So I'll keep on pumping gas into my four-litre Ford, the home fires will keep on burning, newspapers, magazines and books will remain my reading of choice ... and the doom merchants can prognosticate until the cows stop farting while I laugh in their faces.
As for fireworks, I knew it wouldn't be long before some dim-witted MP decided there ought to be a law, and the booby prize goes to Marion Hobbs, who has placed a bill seeking to ban the sale of fireworks to individuals in the ballot for members' bills.
All we can hope for is that it never gets drawn because there is always a danger that those who think they know what's best for the rest of us, among whom socialist politicians always feature prominently, might just pass it into law.
And, again, the vast responsible majority will become victims of the irresponsible few.
But of all the latest fads to give me a pain in the puku, it's the naive ninnies who are blaming obesity on food, and in their error doing their damnedest to restrict what we eat.
It was all over page 2 of the front section of the Weekend Herald last Saturday, both the bad news and the good.
The bad news is that the Ministry of Health and district health boards have set themselves up as arbiters of what we should and shouldn't eat; the good news is that the reaction of their staff and the public is less than enthusiastic.
Which shows that at least most of us still have the gumption to tell these obnoxious busybodies, in our actions, if not in words that we've had a gutsful.
There was, in the weekend's articles, a most interesting contrast.

- INFORMATION GIVEN:

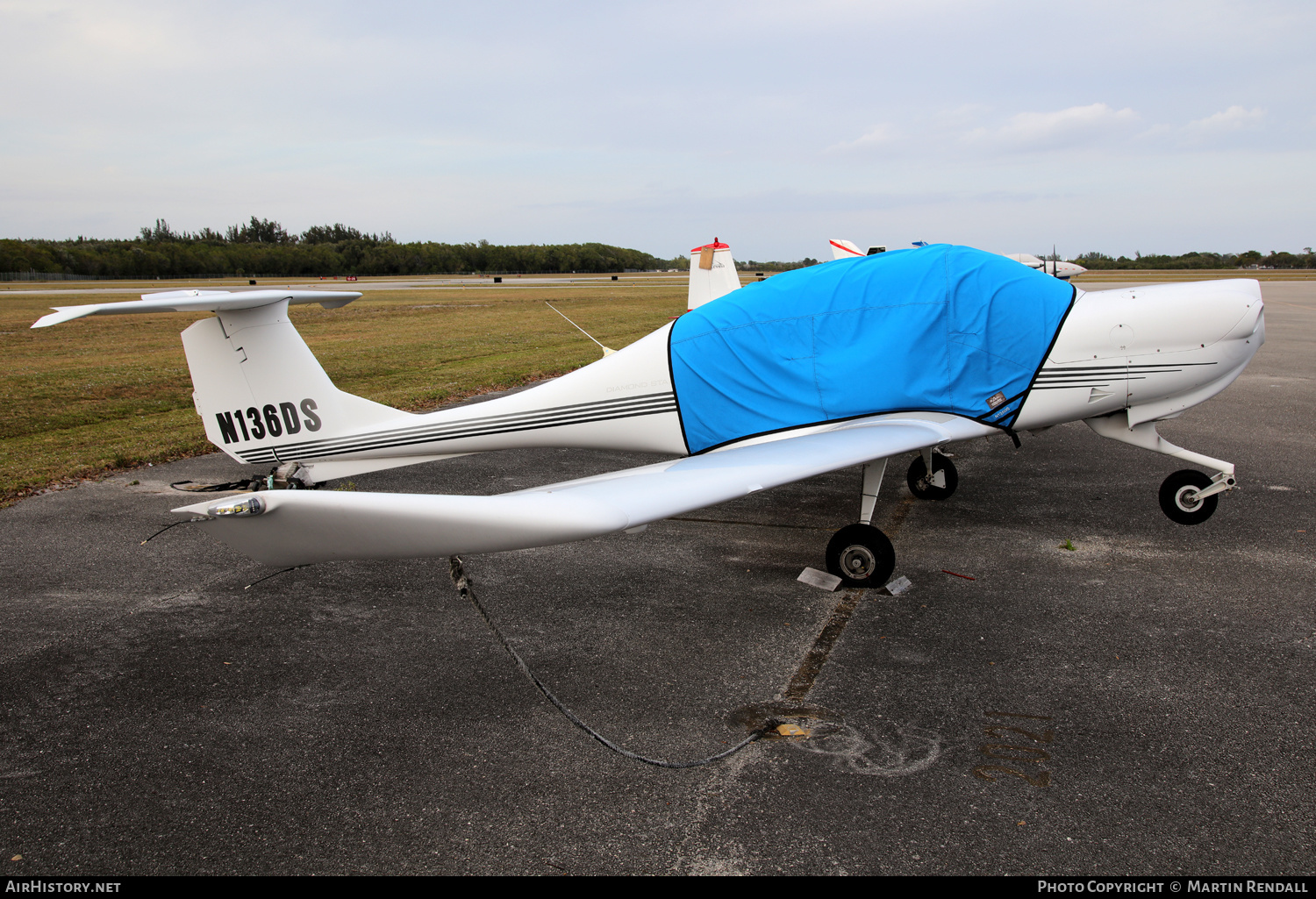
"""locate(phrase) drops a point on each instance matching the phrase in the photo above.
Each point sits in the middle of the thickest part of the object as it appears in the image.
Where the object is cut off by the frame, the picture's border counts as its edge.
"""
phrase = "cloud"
(870, 139)
(1234, 118)
(1048, 131)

- INSTRUCTIONS:
A – Answer these from the column on fireworks and food rules:
(i) What car does the writer keep pumping gas into?
(ii) Who placed the bill seeking to ban the sale of fireworks to individuals?
(iii) Where in the Weekend Herald did last Saturday's story appear?
B – Arrange the whole listing as a two-column CSV headed request and points. Each row should give a request's text and its answer, each as one quoted field with line breaks turned into spaces. Leave the pictures out.
The column excerpt and the listing have nothing to do with each other.

- SET OF ANSWERS:
A –
(i) A four-litre Ford.
(ii) Marion Hobbs.
(iii) On page 2 of the front section.

B –
request,points
"""""""locate(phrase) drops a point on each instance matching the phrase in the photo above. Each point sits in the middle of the thickest part of the object as it appears in the image. Where the object is cut off by the frame, the picture's border counts as its edge. """""" phrase = ""cloud""","(870, 139) (1234, 118) (1048, 131)"